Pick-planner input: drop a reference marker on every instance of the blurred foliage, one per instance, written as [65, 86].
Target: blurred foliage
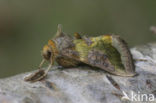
[26, 25]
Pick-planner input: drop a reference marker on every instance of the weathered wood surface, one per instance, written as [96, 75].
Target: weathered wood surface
[85, 85]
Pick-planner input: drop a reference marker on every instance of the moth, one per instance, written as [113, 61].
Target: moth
[107, 52]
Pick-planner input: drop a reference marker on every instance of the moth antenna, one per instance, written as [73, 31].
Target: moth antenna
[42, 62]
[59, 30]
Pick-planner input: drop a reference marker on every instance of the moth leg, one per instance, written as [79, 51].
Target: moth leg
[50, 65]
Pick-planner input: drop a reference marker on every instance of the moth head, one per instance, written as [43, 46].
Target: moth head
[47, 52]
[59, 31]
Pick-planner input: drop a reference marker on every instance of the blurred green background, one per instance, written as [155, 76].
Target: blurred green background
[26, 25]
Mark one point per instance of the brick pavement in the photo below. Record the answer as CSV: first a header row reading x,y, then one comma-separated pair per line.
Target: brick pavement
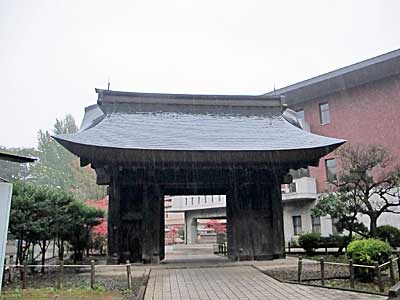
x,y
234,283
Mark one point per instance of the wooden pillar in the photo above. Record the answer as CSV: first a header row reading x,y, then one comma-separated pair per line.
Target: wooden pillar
x,y
114,218
151,222
162,228
275,193
250,219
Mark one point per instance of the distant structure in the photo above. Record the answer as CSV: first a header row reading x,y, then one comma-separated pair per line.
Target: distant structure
x,y
5,205
144,146
359,103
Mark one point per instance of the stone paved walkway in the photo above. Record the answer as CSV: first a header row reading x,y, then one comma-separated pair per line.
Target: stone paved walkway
x,y
239,283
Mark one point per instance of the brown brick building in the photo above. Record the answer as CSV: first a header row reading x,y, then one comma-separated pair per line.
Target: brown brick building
x,y
359,103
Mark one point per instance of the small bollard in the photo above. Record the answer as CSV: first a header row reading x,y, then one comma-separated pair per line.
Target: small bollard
x,y
156,258
391,270
240,253
321,261
351,272
92,274
299,268
398,264
128,273
115,259
24,274
11,270
60,275
379,277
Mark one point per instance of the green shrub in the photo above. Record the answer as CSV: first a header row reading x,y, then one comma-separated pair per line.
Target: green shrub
x,y
367,251
390,234
309,241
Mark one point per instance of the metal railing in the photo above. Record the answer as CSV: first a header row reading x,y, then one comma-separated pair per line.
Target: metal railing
x,y
60,272
350,265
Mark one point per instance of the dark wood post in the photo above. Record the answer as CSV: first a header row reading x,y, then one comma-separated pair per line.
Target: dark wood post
x,y
60,275
299,268
321,260
398,264
351,272
24,274
92,274
128,273
391,269
11,269
379,276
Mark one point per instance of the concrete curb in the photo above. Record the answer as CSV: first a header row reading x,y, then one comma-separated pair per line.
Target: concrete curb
x,y
319,286
142,289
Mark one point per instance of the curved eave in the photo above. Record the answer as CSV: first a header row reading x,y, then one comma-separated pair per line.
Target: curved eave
x,y
294,158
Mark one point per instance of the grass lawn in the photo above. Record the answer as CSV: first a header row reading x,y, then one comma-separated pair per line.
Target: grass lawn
x,y
65,294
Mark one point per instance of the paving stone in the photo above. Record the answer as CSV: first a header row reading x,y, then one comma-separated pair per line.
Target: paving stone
x,y
235,283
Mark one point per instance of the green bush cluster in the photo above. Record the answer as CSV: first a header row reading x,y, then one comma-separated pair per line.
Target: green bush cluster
x,y
368,251
309,241
389,234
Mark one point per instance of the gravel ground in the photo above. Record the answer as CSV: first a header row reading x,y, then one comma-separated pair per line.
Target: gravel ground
x,y
310,272
111,281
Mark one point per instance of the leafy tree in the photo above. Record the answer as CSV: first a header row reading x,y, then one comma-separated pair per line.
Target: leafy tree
x,y
343,210
366,185
82,218
58,167
390,234
12,170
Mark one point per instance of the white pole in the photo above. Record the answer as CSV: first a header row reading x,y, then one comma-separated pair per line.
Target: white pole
x,y
5,205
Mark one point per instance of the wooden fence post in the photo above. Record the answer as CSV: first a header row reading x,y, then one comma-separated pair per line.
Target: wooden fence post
x,y
11,269
24,274
299,268
351,272
379,276
398,264
128,273
60,275
321,260
92,274
391,270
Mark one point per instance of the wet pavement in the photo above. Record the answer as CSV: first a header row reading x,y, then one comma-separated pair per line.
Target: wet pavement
x,y
228,283
193,272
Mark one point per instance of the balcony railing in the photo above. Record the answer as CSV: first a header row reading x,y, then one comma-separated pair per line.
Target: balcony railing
x,y
301,188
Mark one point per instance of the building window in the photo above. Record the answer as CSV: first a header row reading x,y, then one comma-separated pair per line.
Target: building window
x,y
330,168
299,173
316,224
324,113
296,225
300,115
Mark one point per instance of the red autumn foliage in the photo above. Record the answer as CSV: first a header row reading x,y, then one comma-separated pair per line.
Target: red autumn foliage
x,y
102,204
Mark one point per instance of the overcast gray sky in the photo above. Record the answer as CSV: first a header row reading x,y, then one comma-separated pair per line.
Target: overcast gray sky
x,y
54,53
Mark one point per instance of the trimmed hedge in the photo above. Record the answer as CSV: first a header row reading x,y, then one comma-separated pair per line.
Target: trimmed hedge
x,y
368,251
390,234
309,241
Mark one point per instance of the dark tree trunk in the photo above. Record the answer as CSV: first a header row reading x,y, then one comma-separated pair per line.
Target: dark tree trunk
x,y
43,248
373,226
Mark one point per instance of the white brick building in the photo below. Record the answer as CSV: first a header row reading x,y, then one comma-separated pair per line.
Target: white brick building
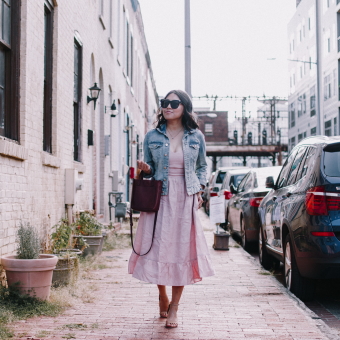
x,y
44,115
302,101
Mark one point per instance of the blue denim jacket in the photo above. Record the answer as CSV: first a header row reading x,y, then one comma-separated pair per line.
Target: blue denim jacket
x,y
156,155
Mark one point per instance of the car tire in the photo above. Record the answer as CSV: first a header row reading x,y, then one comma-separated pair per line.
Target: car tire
x,y
301,286
267,261
244,242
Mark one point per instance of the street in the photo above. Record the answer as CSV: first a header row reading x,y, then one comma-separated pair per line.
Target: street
x,y
242,301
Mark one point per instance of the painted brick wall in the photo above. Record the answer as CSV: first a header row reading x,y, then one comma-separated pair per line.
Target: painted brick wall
x,y
32,189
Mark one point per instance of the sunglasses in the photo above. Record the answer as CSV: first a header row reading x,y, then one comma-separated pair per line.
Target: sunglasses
x,y
173,103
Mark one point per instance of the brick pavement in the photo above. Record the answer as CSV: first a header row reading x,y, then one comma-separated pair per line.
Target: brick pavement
x,y
241,302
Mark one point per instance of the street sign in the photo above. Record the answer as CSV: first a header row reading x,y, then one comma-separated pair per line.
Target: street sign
x,y
216,208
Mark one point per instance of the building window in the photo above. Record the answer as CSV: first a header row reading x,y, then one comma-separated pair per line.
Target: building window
x,y
327,87
208,129
312,101
9,68
48,52
292,115
335,125
77,100
328,128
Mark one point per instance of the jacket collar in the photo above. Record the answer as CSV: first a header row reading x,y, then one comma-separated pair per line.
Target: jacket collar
x,y
162,129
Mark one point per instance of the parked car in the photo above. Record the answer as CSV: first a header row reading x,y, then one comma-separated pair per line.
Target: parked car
x,y
242,212
232,177
300,217
214,185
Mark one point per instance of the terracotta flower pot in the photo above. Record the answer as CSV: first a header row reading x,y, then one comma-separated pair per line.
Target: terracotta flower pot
x,y
32,277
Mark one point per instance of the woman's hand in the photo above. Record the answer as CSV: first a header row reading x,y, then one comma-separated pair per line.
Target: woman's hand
x,y
143,166
200,200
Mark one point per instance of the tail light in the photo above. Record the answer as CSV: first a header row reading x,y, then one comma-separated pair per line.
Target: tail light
x,y
322,233
255,202
213,193
319,202
228,195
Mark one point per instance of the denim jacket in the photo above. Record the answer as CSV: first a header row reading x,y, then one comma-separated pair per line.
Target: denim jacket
x,y
156,155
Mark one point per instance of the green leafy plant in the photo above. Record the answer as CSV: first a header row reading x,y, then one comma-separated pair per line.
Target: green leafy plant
x,y
61,238
29,244
87,225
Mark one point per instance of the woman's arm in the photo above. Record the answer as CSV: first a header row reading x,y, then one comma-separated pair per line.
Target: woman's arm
x,y
201,163
148,157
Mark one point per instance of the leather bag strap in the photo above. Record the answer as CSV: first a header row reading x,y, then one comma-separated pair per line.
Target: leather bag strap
x,y
131,231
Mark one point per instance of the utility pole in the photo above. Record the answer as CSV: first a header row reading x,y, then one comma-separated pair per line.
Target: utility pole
x,y
244,120
319,115
187,48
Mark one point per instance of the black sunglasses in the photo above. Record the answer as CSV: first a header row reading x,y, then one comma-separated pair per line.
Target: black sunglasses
x,y
173,103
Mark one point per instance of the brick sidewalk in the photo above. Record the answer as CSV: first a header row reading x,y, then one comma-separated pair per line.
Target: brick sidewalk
x,y
240,302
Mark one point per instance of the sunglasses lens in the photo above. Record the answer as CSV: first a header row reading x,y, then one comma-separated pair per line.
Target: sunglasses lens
x,y
174,104
165,103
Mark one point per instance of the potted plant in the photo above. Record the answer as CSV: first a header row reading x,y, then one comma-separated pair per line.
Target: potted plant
x,y
67,269
88,230
29,271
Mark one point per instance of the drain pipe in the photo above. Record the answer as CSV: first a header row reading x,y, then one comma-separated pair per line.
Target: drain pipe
x,y
69,213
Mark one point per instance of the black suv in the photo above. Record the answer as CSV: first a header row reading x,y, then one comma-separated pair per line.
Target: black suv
x,y
300,216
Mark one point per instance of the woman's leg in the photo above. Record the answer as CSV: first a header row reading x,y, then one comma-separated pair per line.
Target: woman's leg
x,y
172,315
163,301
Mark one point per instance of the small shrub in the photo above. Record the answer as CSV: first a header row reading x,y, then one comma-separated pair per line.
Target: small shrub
x,y
87,225
28,242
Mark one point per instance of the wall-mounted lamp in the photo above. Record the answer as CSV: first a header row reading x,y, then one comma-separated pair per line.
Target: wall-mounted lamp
x,y
113,109
95,90
128,127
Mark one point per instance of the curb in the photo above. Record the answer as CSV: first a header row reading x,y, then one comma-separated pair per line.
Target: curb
x,y
329,332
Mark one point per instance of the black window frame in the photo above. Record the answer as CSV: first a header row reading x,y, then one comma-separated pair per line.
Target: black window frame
x,y
48,77
77,97
11,57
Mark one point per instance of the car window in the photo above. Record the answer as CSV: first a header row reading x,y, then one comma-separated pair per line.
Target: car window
x,y
307,162
220,177
296,165
249,182
331,160
236,179
242,183
261,176
283,177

##############################

Problem to solve:
Repeat exactly the lines above, starting with the line that contains "Mark one point per instance of the curb" and ending with the last line, both included, and nothing else.

Completed task:
Mark one point per instance of the curb in the photo above. Record the answer as CSV: first a header row reading x,y, then one comma-separated pair per line.
Target: curb
x,y
329,332
Mark one point per instance of the black window frame in the photo above. Record the answer as CSV: first a header row reading x,y, then one comma-separated pair per line.
Target: black window frame
x,y
48,77
77,97
11,57
Mark one point per instance of the car window in the photo above. Record the answer as CSV: first a header row reading x,y, then one comma-separated pair per line.
Target: car window
x,y
307,162
220,177
296,165
249,182
331,160
236,179
242,183
261,176
283,177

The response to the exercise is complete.